(Pointing dataset excerpts)
──────
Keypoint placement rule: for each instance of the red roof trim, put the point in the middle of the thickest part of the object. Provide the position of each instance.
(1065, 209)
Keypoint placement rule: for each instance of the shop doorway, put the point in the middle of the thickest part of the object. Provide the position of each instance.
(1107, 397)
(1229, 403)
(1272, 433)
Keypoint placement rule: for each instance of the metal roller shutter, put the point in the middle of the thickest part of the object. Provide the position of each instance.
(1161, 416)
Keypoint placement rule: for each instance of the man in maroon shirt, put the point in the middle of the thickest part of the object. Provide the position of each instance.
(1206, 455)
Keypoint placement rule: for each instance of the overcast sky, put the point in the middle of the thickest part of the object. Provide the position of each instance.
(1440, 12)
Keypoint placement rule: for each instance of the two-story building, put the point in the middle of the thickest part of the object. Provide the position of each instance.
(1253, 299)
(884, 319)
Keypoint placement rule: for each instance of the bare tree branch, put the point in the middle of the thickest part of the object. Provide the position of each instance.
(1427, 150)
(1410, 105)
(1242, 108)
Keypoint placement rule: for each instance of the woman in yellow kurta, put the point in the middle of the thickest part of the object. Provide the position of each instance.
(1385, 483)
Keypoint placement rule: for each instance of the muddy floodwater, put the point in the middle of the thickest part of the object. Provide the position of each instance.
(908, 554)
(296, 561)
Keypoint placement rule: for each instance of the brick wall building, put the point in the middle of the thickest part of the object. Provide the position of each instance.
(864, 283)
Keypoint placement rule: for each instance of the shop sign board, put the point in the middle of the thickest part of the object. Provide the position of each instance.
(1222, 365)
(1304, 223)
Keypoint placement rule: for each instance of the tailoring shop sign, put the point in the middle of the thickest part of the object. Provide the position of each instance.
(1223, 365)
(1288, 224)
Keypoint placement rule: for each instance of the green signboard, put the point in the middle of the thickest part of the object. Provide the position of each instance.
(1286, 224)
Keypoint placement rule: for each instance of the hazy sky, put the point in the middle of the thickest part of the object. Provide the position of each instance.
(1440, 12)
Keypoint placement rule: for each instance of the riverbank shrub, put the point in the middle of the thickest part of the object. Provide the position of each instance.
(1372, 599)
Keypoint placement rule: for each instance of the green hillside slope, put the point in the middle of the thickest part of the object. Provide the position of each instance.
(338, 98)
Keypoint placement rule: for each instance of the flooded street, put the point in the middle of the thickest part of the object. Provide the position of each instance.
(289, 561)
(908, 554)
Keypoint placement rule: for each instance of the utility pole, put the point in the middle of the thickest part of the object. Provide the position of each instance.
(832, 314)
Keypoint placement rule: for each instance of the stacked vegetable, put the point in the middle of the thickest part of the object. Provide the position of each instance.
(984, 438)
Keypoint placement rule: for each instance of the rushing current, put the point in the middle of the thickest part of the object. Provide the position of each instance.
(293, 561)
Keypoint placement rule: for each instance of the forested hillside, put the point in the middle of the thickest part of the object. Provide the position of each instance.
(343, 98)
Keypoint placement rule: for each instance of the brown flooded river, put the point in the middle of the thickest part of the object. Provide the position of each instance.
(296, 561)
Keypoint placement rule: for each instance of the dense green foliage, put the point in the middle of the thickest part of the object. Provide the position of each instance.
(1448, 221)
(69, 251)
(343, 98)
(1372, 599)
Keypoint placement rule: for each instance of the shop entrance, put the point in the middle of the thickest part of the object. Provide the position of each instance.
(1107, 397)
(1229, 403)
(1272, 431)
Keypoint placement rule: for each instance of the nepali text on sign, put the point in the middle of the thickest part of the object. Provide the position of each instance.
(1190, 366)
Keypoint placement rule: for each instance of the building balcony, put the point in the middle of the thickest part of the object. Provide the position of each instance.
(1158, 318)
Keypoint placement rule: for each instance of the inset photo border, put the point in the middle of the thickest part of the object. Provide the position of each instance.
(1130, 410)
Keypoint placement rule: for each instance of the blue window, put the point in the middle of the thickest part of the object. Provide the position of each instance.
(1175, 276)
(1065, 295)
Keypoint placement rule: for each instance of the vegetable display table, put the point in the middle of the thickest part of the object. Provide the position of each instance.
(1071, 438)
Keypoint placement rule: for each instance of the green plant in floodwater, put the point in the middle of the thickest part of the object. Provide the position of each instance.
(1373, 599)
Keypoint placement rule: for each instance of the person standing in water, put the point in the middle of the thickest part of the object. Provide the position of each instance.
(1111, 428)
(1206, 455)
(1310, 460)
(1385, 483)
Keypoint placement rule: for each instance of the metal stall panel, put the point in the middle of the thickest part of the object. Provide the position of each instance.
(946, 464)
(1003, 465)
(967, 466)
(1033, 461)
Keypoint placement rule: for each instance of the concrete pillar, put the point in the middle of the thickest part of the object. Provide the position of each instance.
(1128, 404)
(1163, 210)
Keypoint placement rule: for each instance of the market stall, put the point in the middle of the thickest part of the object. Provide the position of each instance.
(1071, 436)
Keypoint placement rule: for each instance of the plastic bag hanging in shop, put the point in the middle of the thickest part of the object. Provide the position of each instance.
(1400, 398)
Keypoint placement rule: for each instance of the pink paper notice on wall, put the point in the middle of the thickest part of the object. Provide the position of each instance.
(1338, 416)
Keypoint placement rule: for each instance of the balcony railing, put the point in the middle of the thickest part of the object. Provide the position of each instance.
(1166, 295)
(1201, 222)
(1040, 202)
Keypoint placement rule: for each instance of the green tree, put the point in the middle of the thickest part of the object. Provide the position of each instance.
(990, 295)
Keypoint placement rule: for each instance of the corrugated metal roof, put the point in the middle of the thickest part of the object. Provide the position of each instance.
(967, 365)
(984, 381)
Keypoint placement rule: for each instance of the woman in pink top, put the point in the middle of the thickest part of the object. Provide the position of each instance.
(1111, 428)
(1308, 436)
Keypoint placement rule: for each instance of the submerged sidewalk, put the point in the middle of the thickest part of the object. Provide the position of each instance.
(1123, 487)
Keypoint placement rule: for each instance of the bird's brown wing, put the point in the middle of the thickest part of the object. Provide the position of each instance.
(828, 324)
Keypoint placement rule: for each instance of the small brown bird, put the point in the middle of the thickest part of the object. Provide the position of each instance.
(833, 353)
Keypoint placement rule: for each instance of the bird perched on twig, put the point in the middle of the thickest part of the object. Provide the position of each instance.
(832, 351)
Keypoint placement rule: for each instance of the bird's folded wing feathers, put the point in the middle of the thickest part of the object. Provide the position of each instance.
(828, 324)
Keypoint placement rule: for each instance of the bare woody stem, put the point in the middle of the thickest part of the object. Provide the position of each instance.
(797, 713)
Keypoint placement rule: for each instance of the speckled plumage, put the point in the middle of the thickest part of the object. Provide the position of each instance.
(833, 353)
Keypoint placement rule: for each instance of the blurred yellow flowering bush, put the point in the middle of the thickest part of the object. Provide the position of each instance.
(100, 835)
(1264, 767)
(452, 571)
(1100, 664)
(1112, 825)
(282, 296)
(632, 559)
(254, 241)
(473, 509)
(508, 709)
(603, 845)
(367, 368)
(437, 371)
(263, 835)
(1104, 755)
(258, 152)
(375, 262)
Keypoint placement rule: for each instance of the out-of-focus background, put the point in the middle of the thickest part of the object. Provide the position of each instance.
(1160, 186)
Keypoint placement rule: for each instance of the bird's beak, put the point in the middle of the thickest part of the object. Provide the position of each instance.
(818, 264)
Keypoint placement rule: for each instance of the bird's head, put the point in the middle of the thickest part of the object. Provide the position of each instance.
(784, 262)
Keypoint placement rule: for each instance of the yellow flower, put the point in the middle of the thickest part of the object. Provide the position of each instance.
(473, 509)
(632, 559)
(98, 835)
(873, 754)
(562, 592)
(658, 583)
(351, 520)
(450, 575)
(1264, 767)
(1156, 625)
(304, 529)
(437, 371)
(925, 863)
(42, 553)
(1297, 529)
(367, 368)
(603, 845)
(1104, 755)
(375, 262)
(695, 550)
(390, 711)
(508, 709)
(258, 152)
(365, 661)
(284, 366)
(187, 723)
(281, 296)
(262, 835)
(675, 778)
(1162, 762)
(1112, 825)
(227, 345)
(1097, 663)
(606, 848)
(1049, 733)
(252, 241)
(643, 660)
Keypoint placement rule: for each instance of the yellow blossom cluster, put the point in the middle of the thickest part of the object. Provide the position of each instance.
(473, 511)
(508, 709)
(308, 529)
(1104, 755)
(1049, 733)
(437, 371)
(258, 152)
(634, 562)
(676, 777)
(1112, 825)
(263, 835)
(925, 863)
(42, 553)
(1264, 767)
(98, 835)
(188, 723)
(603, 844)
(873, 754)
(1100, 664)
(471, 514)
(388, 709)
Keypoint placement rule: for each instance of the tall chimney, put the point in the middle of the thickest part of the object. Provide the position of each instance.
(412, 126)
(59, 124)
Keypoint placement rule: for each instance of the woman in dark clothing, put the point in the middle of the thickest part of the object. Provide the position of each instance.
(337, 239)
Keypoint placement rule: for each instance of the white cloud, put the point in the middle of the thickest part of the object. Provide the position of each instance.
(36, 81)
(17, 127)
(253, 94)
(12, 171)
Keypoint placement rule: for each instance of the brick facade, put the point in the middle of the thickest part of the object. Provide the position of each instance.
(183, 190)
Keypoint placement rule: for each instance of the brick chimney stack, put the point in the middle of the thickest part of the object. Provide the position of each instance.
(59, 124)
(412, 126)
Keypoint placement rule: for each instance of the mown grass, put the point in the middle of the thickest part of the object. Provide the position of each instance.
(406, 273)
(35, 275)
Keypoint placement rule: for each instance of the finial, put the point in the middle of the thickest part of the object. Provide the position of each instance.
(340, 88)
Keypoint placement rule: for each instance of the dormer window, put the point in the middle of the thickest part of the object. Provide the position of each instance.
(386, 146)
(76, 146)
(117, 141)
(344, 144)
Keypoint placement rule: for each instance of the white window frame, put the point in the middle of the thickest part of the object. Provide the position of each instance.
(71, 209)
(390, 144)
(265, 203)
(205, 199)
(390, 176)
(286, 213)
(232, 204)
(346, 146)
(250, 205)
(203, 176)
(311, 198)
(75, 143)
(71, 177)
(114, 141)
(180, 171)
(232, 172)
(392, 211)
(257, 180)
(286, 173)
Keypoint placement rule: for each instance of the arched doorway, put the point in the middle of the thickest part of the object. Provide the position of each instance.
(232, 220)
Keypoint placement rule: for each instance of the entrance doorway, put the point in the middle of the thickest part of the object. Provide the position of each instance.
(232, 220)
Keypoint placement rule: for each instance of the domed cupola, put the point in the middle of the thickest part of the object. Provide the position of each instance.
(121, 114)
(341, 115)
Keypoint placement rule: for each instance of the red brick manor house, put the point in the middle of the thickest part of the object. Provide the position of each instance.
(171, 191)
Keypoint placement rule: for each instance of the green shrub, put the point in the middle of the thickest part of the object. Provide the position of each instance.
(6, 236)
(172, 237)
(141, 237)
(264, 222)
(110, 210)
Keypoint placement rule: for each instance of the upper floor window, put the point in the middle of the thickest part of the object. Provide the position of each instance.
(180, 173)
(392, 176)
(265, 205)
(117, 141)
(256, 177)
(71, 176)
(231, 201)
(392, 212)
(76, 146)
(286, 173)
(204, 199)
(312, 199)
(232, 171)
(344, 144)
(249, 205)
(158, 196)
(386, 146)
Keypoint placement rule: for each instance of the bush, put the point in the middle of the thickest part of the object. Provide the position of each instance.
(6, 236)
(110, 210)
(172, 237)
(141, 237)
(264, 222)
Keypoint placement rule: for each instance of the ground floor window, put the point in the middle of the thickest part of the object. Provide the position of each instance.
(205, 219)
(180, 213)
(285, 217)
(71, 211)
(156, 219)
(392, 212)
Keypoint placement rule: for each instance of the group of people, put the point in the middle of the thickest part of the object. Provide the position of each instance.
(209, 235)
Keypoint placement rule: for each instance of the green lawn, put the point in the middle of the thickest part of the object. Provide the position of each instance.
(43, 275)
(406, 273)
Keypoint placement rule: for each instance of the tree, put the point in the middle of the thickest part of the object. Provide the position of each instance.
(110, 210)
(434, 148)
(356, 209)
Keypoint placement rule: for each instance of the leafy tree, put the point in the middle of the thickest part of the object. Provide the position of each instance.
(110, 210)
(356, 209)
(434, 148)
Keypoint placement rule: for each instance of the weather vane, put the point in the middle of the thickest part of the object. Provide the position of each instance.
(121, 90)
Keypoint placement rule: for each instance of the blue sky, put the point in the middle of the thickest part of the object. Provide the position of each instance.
──────
◆ **WRITTEN REQUEST**
Rewrite every line from the start of the items up to and including the line with "(1272, 433)", changing nothing except that each answer coordinate is increased by 8.

◆ **CORRECT ANSWER**
Keypoint placement rule: for each instance of the red roof trim, put the point in the middle of the thickest part of the object. Provide the position of each instance.
(1073, 217)
Keypoint placement rule: for each instance of the shop doorway, put the point in the middle of the thickest part of the object. Provide the position of each instance.
(1115, 405)
(1237, 411)
(1280, 441)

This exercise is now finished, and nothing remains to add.